● **O que fazer**:
- a) Transcreva, por favor, o trecho sobre Frankenstein de "Frankenstein, para quem" até "e de novo...", inclusive.
- b) Dê continuidade ao trecho sobre Frankenstein, começando logo após a última frase apresentada.

● **Trecho do documento**:
====================

Frankenstein, para quem não sabe, não é o nome dessa espécie de “clone” (podemos assim chamar), formado com pedaços de cadáveres, animado por uma corrente elétrica. É o de seu criador. Ou seja, é o de Victor Frankenstein. A criatura, antes de ser apelidada com o sobrenome de quem a criou, era conhecida como “Adam” (em referência ao bíblico Adão). E a qualificação que o autor dessa façanha recebeu, de “Prometeu moderno”, foi em alusão ao titã da mitologia grega que roubou o fogo sagrado de Héstia para dá-lo aos mortais e que, por isso, foi castigado. Foi amarrado, eternamente, a uma rocha, enquanto todo dia uma gigantesca águia comia seu fígado, que se regenerava, para ser comido de novo, de novo e de novo...

====================

● **Registros**:
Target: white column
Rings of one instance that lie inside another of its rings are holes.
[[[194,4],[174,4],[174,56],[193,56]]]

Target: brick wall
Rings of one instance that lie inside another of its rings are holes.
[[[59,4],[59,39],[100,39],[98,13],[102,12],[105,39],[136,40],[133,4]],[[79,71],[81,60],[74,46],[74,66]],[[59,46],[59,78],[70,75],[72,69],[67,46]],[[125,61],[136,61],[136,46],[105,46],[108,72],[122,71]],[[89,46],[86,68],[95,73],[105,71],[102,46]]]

====================

● **Respostas do exercício**:
- a)
Frankenstein, para quem não sabe, não é o nome dessa espécie de “clone” (podemos assim chamar), formado com pedaços de cadáveres, animado por uma corrente elétrica. É o de seu criador. Ou seja, é o de Victor Frankenstein. A criatura, antes de ser apelidada com o sobrenome de quem a criou, era conhecida como “Adam” (em referência ao bíblico Adão). E a qualificação que o autor dessa façanha recebeu, de “Prometeu moderno”, foi em alusão ao titã da mitologia grega que roubou o fogo sagrado de Héstia para dá-lo aos mortais e que, por isso, foi castigado. Foi amarrado, eternamente, a uma rocha, enquanto todo dia uma gigantesca águia comia seu fígado, que se regenerava, para ser comido de novo, de novo e de novo...

- b)
O livro “O último homem” também é, nítida e claramente, de ficção científica. Só que ao invés de tratar de miraculosos avanços científicos, como fez mo “Frankenstein”, Mary Shelley explorou o contrário. Seu enredo sugere que, em fins do século XXI, a Medicina teria parado de evoluir. Muito pelo contrário, tornara-se demasiadamente tímida, na verdade ultrapassada, a ponto de não saber o que fazer para deter incontrolável pandemia de peste bubônica que dizima a humanidade. Todavia, as obras de ficção científica de Mary Shelley não se limitam a esses dois livros, os mais conhecidos que publicou. Posso citar, por exemplo, o conto “Roger Dodsworth: o inglês reanimado”, publicado originalmente em um jornal londrino em 1826, o mesmo ano da publicação de “O último homem”.Trata-se da narrativa sobre um homem nascido em 1629, soterrado em uma avalanche em 1660, mas trazido de novo à vida 166 anos depois.

Outra história de ficção científica é “O mortal imortal” – que dá título ao livro de contos em que “Roger Dodsworth: o inglês reanimado” está incluído – datada de 1833. Trata-se do relato de “Winzi”, no dia de seu 323º aniversário. Esse personagem tomou uma substância misteriosa, preparada pelo alquimista alemão Cornelius Agrippa, enquanto trabalhava como seu assistente. Essa poção tornou-o imortal. Detalhe: o pesquisador citado de fato existiu. Cornelius Agrippa (que viveu entre 1486 e 1535), foi interessado em magia, alquimia, astrologia e tudo o que se referisse a esoterismo.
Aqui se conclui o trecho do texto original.